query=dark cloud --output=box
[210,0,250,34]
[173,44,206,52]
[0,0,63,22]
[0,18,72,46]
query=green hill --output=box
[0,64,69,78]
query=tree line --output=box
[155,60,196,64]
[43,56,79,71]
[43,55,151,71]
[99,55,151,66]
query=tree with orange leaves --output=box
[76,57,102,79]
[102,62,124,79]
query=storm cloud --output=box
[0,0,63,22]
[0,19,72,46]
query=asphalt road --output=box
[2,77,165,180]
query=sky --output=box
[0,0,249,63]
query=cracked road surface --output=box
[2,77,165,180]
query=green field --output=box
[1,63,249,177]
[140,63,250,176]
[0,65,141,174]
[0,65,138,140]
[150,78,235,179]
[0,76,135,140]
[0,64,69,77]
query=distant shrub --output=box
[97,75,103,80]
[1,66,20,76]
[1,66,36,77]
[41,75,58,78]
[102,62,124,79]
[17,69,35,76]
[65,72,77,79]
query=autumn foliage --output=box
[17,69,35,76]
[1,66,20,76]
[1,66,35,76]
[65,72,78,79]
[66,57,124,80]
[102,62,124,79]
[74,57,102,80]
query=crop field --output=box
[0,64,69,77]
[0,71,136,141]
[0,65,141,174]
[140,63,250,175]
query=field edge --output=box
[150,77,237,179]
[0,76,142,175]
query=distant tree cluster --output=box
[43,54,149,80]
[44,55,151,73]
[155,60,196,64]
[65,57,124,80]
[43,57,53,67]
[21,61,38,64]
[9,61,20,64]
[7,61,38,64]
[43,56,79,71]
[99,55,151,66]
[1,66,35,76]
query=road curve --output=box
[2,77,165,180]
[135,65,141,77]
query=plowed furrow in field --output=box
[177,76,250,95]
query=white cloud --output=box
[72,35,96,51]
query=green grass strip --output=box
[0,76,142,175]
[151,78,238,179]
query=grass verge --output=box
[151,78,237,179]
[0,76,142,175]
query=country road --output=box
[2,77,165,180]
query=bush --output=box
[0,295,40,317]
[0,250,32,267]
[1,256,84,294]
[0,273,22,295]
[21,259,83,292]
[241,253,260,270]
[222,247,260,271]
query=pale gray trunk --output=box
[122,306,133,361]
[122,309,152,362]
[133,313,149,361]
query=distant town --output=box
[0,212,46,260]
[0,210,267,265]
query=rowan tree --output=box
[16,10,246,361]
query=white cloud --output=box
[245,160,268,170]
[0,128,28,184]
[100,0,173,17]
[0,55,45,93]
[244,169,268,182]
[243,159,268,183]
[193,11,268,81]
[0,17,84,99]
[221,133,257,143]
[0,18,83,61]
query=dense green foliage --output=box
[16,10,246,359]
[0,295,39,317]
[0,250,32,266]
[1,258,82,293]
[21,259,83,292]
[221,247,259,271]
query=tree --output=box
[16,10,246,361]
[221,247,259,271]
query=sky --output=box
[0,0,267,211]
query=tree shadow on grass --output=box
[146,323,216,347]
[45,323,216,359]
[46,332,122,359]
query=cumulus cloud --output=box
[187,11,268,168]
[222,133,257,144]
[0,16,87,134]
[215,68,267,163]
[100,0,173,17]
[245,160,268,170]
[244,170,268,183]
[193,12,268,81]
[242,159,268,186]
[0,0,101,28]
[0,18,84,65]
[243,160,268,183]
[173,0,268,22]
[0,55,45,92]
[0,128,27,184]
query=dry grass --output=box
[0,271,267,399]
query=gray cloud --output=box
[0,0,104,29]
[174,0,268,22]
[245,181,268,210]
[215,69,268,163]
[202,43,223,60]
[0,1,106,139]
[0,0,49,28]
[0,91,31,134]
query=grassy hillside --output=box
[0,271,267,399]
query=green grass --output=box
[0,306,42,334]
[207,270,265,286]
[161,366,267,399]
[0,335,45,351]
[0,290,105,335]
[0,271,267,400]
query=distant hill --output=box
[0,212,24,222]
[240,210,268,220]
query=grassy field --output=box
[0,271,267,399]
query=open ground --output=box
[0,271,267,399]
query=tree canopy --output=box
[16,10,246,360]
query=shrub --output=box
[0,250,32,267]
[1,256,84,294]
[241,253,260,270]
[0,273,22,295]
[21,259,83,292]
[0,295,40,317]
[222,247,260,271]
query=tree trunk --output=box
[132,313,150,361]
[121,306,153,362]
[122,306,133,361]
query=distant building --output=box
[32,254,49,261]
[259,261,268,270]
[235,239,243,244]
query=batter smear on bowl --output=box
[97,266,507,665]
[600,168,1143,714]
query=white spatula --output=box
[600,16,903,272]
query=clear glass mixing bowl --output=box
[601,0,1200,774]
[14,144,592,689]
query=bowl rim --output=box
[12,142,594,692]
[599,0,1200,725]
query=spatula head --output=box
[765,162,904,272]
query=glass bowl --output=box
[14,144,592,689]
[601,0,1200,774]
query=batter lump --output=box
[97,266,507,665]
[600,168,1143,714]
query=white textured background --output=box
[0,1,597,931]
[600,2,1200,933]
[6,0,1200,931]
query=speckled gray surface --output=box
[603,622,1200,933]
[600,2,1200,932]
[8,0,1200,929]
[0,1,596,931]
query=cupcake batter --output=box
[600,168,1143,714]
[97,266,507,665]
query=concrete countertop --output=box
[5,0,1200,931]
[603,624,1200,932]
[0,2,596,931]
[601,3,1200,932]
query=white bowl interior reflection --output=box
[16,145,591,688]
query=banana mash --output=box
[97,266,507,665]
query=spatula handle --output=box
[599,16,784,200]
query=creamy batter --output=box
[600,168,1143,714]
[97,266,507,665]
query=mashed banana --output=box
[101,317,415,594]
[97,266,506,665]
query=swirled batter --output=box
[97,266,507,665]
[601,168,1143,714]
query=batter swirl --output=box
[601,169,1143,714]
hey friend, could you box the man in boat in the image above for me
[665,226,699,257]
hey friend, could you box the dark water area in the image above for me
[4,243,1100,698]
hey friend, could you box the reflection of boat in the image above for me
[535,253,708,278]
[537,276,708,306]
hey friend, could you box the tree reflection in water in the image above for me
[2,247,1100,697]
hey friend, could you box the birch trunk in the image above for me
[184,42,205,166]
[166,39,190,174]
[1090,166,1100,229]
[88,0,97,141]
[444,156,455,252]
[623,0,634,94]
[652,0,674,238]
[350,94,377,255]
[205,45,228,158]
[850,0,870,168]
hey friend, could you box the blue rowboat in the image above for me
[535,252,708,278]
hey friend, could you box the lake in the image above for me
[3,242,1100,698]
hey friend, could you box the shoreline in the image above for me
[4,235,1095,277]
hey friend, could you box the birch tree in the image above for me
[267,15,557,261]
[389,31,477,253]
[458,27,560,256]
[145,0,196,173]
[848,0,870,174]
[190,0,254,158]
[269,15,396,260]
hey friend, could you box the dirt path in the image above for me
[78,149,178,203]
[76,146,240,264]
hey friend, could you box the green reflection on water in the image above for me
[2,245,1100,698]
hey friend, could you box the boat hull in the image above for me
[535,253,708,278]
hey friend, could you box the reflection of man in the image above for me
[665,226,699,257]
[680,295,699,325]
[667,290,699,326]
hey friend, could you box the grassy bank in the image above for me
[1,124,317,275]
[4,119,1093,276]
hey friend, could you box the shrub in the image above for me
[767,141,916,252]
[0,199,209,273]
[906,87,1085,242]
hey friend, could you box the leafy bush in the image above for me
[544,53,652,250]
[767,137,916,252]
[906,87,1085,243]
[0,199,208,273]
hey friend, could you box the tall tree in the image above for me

▸ How to complete this task: For this exercise, write out all of the data exactly.

▸ Your response:
query=dark cloud --output=box
[210,0,250,34]
[173,44,206,52]
[0,0,63,22]
[0,18,72,46]
query=green hill --output=box
[0,64,69,78]
query=tree line --output=box
[155,60,196,64]
[43,56,79,71]
[43,55,151,71]
[99,55,151,66]
query=tree with orange leaves --output=box
[76,57,102,79]
[102,62,124,79]
query=storm cloud --output=box
[0,0,63,22]
[0,19,72,46]
query=asphalt road --output=box
[2,77,165,180]
query=sky --output=box
[0,0,249,63]
query=cracked road surface --output=box
[2,77,165,180]
query=green field --output=box
[1,63,249,177]
[140,63,250,176]
[0,65,141,174]
[0,65,138,140]
[150,78,235,179]
[0,76,135,140]
[0,64,69,77]
query=distant shrub --output=box
[97,75,103,80]
[1,66,20,76]
[1,66,36,77]
[41,75,58,78]
[102,62,124,79]
[17,69,35,76]
[65,72,77,79]
query=autumn foliage --output=box
[17,69,35,76]
[1,66,20,76]
[1,66,35,76]
[65,72,78,79]
[66,57,124,80]
[102,62,124,79]
[74,57,102,80]
query=crop field --output=box
[0,64,69,77]
[0,71,136,141]
[0,65,141,174]
[140,63,250,175]
query=field edge --output=box
[150,77,237,179]
[0,76,142,175]
query=distant tree cluster --output=box
[43,54,149,80]
[44,55,151,73]
[155,60,196,64]
[65,57,124,80]
[43,57,53,67]
[21,61,38,64]
[9,61,20,64]
[7,61,38,64]
[43,56,79,71]
[99,55,151,66]
[1,66,35,76]
query=road curve --output=box
[2,77,165,180]
[135,65,141,77]
query=plowed furrow in field --output=box
[177,76,250,95]
query=white cloud --output=box
[72,35,96,51]
query=green grass strip --output=box
[0,76,142,175]
[151,78,238,179]
query=grass verge --output=box
[151,78,237,179]
[0,76,142,175]
query=country road --output=box
[2,77,165,180]
query=bush --output=box
[0,295,40,317]
[0,250,32,267]
[1,256,84,294]
[0,273,22,295]
[21,259,83,292]
[241,253,260,270]
[222,247,260,271]
query=pale gray trunk --output=box
[122,306,133,361]
[122,309,152,362]
[133,313,149,361]
query=distant town --output=box
[0,212,46,260]
[0,210,267,265]
query=rowan tree --output=box
[16,10,246,361]
query=white cloud --output=box
[245,160,268,170]
[0,128,28,184]
[100,0,173,17]
[0,55,45,93]
[244,169,268,182]
[243,159,268,183]
[193,11,268,81]
[0,17,84,99]
[221,133,257,143]
[0,18,83,61]
query=dense green foliage --output=box
[16,10,246,359]
[0,295,39,317]
[0,250,32,266]
[1,258,82,293]
[21,259,83,292]
[221,247,259,271]
query=tree --output=box
[16,10,246,361]
[221,247,259,271]
query=sky --output=box
[0,0,267,211]
query=tree shadow on grass --output=box
[146,323,216,347]
[45,323,216,359]
[46,332,122,359]
query=cumulus cloud --output=box
[187,11,268,168]
[222,133,257,144]
[0,16,87,134]
[215,68,267,163]
[100,0,173,17]
[245,160,268,170]
[244,170,268,183]
[193,12,268,81]
[242,159,268,186]
[0,0,101,28]
[0,18,84,65]
[243,160,268,183]
[173,0,268,22]
[0,55,45,92]
[0,128,27,184]
query=dry grass --output=box
[0,271,267,399]
query=gray cloud --output=box
[0,0,104,29]
[174,0,268,22]
[245,181,268,210]
[215,69,268,163]
[202,43,223,60]
[0,1,106,139]
[0,0,49,28]
[0,91,31,134]
query=grassy hillside --output=box
[0,271,267,399]
query=green grass --output=box
[0,306,42,334]
[207,270,265,286]
[161,366,267,399]
[0,335,45,351]
[0,290,105,335]
[0,271,267,400]
query=distant hill --output=box
[0,212,24,222]
[240,210,268,220]
query=grassy field --output=box
[0,271,267,399]
query=open ground --output=box
[0,271,267,399]
query=tree canopy --output=box
[16,10,246,360]
query=shrub --output=box
[0,250,32,267]
[1,256,84,294]
[241,253,260,270]
[0,273,22,295]
[21,259,83,292]
[0,295,40,317]
[222,247,260,271]
query=tree trunk --output=box
[132,313,150,361]
[121,306,153,362]
[122,306,133,361]
query=distant building --output=box
[32,254,49,261]
[259,261,268,270]
[235,239,243,244]
query=batter smear on bowl --output=box
[97,266,507,665]
[600,168,1143,714]
query=white spatula --output=box
[600,16,903,272]
query=clear glass mixing bowl --output=box
[601,0,1200,774]
[14,144,592,689]
query=bowl rim --output=box
[12,142,594,692]
[599,0,1200,725]
query=spatula head --output=box
[765,162,904,272]
query=glass bowl --output=box
[14,144,592,689]
[601,0,1200,774]
query=batter lump --output=box
[97,266,507,665]
[600,168,1143,714]
query=white textured background --output=box
[0,1,597,931]
[600,2,1200,933]
[6,0,1200,931]
query=speckled gray surface --output=box
[603,622,1200,933]
[600,2,1200,932]
[8,0,1200,929]
[0,1,596,931]
query=cupcake batter --output=box
[600,168,1143,714]
[97,266,507,665]
query=concrete countertop --output=box
[5,0,1200,931]
[603,624,1200,932]
[0,2,596,931]
[601,3,1200,932]
query=white bowl interior reflection --output=box
[16,145,591,688]
query=banana mash --output=box
[97,266,507,665]
query=spatula handle --output=box
[599,16,784,200]
query=creamy batter --output=box
[600,168,1143,714]
[97,266,507,665]
query=mashed banana --output=box
[101,317,415,594]
[97,266,506,665]
query=swirled batter --output=box
[97,266,507,665]
[601,168,1143,714]
query=batter swirl --output=box
[601,169,1143,714]
hey friend, could you box the man in boat in the image above for me
[665,226,699,257]
hey friend, could you box the dark water area in the image above for me
[4,243,1100,698]
hey friend, could you box the reflection of boat in the image above for me
[535,253,708,278]
[537,276,708,306]
hey friend, could you box the tree reflection in water in the image above for me
[2,247,1100,697]
hey friend, could you box the birch trunk in the image above for me
[184,42,205,166]
[166,39,190,174]
[1090,166,1100,229]
[88,0,97,141]
[444,156,455,252]
[623,0,634,94]
[652,0,674,238]
[350,94,377,255]
[205,45,228,158]
[850,0,870,168]
hey friend, could you box the blue rowboat in the image above for me
[535,252,708,278]
hey friend, could you box the lake in the image above for me
[3,242,1100,698]
hey friend, could you box the shoreline in the image above for me
[4,235,1095,277]
hey friend, could you box the birch tree in the image above for me
[267,15,557,261]
[389,31,477,253]
[458,27,560,256]
[145,0,196,173]
[848,0,870,174]
[190,0,254,158]
[269,15,396,260]
hey friend, could you box the dirt path in the image above for me
[78,149,178,203]
[76,146,240,264]
hey friend, could you box the green reflection on water in the image above for me
[2,245,1100,698]
hey friend, could you box the boat hull in the image above for me
[535,253,708,278]
hey friend, could you box the reflection of man in the image above for me
[665,226,699,257]
[680,295,699,325]
[667,290,699,326]
hey friend, could you box the grassy bank in the image above for me
[1,124,317,275]
[4,119,1093,276]
hey friend, could you box the shrub in the image above for me
[767,141,916,252]
[0,199,209,273]
[906,87,1085,242]
hey friend, could you box the leafy bush in the image above for me
[544,53,652,250]
[767,137,916,252]
[906,87,1085,243]
[0,199,208,273]
hey friend, could you box the tall tree in the image above for me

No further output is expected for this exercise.